*Task description*. Please change "thickest part" to "widest part" in the entries below, from the line with "# for each instance of the doctor's raised" up to and including the last line of the entries. Return only those lines, with nothing else altered.

*Record excerpts*.
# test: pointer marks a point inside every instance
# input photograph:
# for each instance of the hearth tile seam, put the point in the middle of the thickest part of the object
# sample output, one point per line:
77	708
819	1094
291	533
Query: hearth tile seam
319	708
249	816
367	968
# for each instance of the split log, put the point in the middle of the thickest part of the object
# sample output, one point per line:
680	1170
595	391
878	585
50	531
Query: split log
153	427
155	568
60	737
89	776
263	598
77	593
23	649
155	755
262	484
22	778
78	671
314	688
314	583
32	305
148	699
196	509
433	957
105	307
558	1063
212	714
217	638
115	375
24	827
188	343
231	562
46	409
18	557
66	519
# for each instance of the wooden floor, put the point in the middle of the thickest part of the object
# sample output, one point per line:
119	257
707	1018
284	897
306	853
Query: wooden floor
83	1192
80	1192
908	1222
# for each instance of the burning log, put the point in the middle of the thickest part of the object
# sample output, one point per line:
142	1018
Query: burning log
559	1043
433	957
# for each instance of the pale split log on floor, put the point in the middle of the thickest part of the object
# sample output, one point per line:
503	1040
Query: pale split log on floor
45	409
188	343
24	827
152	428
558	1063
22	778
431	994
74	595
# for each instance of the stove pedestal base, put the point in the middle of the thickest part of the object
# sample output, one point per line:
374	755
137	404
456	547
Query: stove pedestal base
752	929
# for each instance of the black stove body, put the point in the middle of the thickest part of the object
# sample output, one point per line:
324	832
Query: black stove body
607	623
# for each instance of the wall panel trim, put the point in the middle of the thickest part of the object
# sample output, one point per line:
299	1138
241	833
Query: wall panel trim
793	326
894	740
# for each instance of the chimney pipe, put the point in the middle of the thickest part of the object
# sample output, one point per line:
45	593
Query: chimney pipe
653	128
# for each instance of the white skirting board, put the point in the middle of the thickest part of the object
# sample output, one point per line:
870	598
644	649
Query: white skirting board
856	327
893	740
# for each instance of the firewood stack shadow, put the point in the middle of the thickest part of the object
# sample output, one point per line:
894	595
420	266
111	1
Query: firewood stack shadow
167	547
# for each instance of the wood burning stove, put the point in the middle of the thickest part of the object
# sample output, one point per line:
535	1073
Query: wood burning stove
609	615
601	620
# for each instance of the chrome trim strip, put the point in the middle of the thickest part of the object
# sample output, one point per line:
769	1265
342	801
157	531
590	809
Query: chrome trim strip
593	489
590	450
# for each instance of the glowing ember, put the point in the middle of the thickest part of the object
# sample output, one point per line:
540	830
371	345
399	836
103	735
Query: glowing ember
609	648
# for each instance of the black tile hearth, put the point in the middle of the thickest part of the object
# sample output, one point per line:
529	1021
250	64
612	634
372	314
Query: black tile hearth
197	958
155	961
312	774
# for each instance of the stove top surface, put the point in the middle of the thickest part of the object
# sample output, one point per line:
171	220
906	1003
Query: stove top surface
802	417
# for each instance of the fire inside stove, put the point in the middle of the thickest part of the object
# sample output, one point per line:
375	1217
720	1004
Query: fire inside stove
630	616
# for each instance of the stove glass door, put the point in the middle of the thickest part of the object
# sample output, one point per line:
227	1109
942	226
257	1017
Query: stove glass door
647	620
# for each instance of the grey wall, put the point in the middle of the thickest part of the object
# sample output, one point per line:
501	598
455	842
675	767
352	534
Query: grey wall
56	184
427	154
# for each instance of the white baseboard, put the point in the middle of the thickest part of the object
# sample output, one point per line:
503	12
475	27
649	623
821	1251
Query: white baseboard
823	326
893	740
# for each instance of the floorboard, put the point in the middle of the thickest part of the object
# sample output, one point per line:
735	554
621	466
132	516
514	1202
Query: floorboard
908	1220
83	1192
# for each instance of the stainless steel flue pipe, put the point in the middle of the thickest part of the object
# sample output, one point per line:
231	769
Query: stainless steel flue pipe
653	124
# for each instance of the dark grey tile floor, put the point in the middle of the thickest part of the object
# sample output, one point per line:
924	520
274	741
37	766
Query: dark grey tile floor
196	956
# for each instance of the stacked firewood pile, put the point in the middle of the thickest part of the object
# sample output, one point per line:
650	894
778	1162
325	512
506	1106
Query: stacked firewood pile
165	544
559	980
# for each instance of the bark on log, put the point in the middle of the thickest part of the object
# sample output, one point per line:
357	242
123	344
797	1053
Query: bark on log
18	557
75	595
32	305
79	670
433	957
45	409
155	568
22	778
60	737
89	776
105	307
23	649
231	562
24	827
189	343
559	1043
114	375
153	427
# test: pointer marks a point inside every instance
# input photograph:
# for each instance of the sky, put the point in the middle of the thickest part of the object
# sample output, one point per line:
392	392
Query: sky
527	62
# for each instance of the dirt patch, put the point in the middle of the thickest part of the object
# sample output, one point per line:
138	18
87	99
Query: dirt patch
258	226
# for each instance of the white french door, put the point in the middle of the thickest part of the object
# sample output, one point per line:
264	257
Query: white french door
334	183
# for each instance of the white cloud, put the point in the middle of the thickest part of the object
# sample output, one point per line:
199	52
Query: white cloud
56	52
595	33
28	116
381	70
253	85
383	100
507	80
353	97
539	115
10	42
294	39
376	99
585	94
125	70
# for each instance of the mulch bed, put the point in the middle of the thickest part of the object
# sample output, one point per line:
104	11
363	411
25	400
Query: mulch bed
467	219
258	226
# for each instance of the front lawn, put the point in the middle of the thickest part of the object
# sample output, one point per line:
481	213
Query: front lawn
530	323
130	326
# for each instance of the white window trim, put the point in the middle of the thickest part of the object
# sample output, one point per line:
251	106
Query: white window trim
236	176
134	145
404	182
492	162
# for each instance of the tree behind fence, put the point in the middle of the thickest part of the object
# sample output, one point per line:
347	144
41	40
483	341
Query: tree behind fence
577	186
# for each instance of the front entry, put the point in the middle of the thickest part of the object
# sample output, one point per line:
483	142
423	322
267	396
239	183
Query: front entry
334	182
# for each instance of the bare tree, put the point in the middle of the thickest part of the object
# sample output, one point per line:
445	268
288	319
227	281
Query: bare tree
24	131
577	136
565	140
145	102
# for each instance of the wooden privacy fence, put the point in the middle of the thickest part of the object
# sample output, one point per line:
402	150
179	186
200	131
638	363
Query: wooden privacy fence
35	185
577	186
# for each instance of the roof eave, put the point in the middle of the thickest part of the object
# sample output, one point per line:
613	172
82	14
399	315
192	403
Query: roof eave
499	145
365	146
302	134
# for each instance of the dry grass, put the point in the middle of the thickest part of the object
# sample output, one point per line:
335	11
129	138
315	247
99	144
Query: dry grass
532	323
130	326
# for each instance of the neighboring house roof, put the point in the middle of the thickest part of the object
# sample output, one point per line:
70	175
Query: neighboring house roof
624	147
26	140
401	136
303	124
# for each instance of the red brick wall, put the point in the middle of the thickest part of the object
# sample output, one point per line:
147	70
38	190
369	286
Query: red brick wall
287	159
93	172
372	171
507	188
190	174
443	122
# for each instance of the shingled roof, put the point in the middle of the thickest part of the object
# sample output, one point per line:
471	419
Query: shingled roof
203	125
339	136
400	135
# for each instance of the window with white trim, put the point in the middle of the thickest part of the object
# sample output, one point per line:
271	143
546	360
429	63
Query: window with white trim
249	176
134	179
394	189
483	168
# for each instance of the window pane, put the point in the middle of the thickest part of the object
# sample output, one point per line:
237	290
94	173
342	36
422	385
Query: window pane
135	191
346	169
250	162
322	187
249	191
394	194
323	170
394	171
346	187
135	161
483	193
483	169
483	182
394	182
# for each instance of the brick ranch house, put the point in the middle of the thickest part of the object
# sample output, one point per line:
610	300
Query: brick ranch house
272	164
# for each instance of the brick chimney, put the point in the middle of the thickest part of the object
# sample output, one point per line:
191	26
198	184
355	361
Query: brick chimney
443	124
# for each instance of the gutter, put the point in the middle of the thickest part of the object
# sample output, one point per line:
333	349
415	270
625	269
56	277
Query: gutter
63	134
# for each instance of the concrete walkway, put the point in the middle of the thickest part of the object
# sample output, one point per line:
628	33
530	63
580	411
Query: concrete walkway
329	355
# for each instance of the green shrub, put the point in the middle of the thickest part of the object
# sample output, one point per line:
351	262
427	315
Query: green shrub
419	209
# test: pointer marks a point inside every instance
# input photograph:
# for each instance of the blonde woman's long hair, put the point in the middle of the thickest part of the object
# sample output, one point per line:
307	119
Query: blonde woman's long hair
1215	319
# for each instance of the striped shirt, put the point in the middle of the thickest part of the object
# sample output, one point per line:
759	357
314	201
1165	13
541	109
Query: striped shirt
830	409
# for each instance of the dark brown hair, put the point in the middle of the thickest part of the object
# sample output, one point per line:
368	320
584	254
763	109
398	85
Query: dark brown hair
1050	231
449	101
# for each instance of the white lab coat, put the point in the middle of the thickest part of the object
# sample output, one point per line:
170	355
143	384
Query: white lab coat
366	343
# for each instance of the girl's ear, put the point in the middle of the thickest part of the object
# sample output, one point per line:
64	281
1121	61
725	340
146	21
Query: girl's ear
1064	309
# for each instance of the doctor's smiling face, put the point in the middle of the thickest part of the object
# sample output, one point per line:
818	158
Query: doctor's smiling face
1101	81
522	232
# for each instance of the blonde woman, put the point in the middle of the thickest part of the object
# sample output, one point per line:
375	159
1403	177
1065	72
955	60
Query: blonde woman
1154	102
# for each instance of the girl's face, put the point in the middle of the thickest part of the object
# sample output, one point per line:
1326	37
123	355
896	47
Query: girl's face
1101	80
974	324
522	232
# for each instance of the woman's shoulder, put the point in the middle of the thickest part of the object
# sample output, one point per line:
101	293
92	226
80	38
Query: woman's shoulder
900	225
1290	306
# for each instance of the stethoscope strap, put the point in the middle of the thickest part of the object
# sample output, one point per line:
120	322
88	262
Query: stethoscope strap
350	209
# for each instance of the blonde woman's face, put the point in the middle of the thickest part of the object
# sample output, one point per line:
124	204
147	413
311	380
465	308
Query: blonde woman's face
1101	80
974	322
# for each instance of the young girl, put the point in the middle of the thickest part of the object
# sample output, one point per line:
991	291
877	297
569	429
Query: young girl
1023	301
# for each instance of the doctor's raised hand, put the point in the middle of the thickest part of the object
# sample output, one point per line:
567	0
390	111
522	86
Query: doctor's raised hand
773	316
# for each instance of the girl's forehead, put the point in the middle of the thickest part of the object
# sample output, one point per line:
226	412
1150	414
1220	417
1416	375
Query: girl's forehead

*Exercise answer*.
# for each instance of the doctor's raised hand, put the point in the middle of the widest part of the object
# sample output, one point per line:
567	0
390	111
522	86
Query: doctor's raised hand
773	316
# for each instance of the girl's forehead, put the point in the middle of the widest part of the object
# sample output, one point per line:
226	412
1150	414
1220	417
1416	375
Query: girl's forehead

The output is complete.